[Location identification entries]
[start]

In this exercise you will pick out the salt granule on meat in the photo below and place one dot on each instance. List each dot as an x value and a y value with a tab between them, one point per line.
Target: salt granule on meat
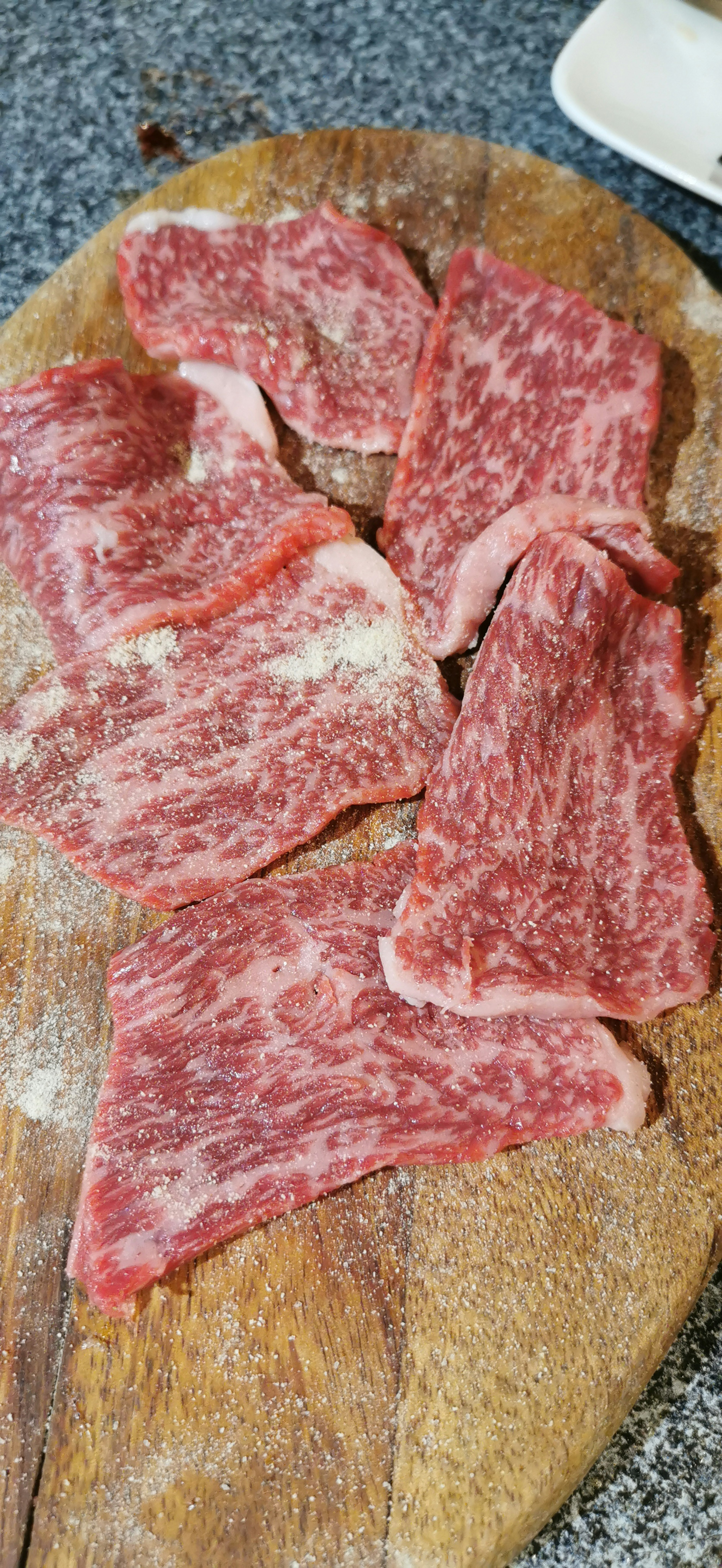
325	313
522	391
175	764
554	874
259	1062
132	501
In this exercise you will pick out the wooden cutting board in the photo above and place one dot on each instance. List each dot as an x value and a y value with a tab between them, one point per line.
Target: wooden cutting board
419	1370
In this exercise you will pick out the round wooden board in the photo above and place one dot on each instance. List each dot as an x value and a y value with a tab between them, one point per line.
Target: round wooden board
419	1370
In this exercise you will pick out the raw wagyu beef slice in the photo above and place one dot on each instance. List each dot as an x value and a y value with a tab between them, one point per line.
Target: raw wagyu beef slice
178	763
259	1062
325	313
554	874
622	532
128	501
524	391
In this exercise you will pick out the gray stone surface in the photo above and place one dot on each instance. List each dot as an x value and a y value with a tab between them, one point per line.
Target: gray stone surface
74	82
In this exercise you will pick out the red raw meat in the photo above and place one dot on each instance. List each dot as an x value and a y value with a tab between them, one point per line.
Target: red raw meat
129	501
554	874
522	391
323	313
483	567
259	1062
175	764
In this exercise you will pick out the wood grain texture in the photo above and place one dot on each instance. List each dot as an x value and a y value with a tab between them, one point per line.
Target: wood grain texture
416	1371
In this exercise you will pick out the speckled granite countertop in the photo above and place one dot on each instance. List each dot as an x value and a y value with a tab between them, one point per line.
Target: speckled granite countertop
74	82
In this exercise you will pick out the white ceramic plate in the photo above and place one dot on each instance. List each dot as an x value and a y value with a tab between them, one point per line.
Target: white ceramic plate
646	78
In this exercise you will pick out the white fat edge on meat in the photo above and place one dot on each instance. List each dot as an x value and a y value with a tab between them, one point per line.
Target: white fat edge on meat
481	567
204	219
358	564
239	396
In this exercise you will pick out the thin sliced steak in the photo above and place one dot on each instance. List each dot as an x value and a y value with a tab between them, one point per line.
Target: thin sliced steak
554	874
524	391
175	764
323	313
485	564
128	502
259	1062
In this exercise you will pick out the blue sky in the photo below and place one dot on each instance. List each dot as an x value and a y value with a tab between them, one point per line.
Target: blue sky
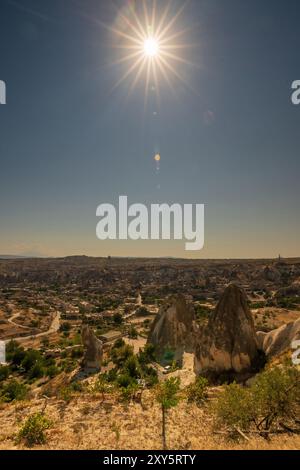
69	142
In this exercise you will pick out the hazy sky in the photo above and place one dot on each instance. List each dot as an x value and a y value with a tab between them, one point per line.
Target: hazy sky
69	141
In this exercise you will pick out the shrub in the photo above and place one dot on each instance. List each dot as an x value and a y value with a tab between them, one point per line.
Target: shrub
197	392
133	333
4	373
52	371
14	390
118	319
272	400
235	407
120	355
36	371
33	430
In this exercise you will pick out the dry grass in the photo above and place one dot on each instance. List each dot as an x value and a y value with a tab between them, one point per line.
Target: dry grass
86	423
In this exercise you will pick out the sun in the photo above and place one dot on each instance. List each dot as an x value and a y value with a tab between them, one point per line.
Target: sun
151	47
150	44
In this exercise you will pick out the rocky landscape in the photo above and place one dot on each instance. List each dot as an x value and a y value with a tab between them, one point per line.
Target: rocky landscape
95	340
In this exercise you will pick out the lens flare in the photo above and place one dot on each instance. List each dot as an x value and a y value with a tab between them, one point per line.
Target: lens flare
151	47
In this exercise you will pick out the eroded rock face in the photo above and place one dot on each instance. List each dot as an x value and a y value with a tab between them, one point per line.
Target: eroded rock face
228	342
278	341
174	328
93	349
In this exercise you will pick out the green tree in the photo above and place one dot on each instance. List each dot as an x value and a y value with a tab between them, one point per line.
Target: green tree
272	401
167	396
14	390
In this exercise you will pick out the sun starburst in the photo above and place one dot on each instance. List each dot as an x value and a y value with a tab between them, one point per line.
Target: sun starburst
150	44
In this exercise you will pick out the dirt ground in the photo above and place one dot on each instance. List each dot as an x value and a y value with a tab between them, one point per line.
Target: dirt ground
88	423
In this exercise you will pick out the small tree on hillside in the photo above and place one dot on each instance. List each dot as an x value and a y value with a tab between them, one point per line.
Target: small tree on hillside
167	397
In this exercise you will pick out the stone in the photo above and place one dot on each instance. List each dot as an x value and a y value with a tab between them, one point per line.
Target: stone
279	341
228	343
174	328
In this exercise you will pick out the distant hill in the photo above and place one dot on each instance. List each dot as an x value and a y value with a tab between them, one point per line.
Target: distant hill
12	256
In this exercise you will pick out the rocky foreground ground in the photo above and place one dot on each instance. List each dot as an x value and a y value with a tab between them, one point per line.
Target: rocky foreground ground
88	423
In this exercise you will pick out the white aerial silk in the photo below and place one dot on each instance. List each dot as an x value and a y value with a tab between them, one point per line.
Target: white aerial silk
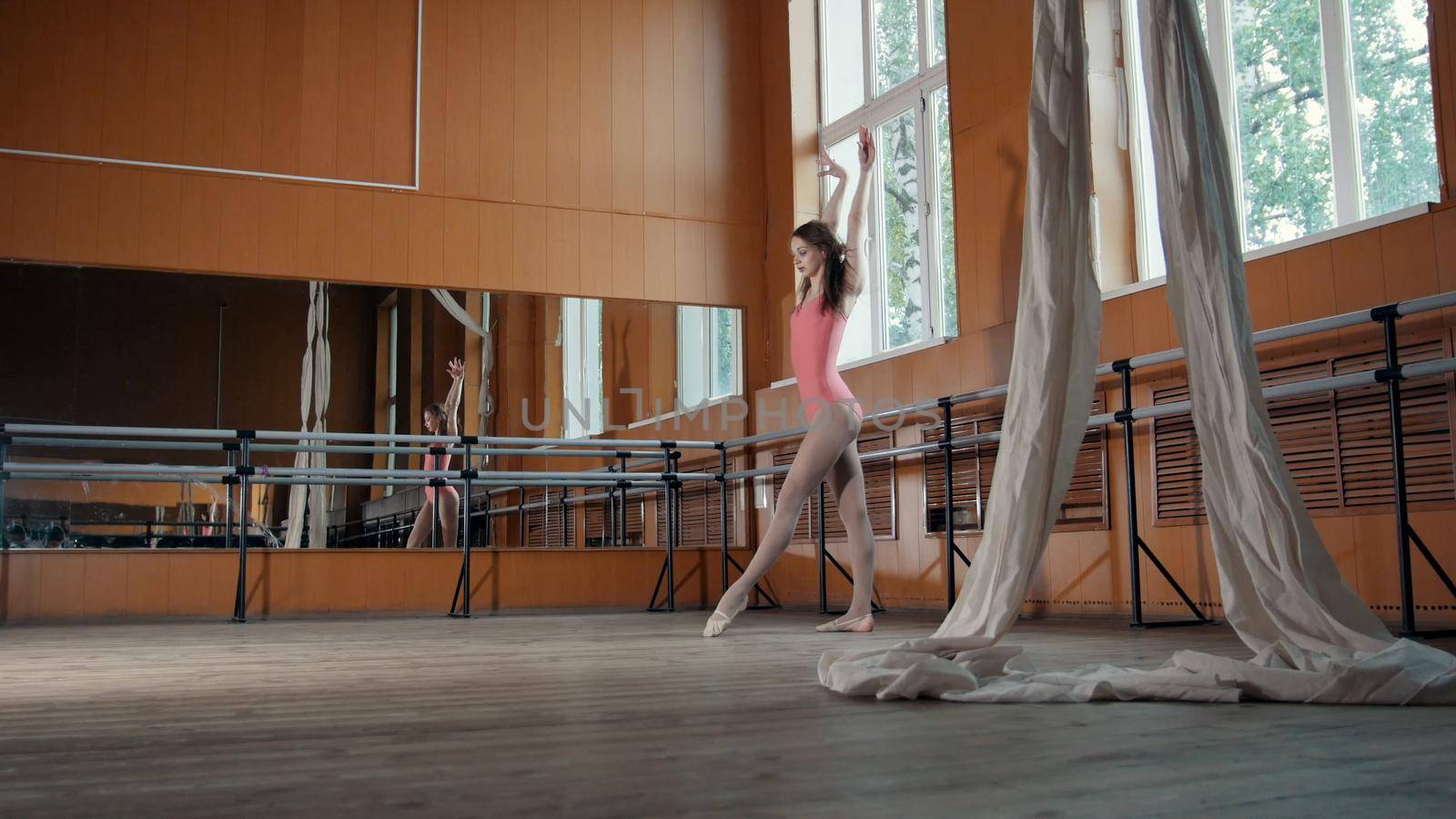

[end]

### Set task
Copy verbatim the span that begins at the line containing "In this exercise you will pick out the distant" and ends at the last line of the material, inclusive of both; exclude pictures.

### Response
In this exercise you will pick out the distant hill in the photo above and place one dot on each instance. List each dot as an x value and a y value with a tab between them, one point per line.
Target: distant hill
12	256
In this exercise you will pick out the rocky foreground ground in the photo above and place one dot on each instance. List each dot as an x value and a y value with a tab between them, one point per line.
Target: rocky foreground ground
88	423
In this exercise you will pick out the white aerial silk in the photo below and place one dot on each instance. List each dot as an x value and a y value with a tab between them, one point per line.
Target: white aerial silk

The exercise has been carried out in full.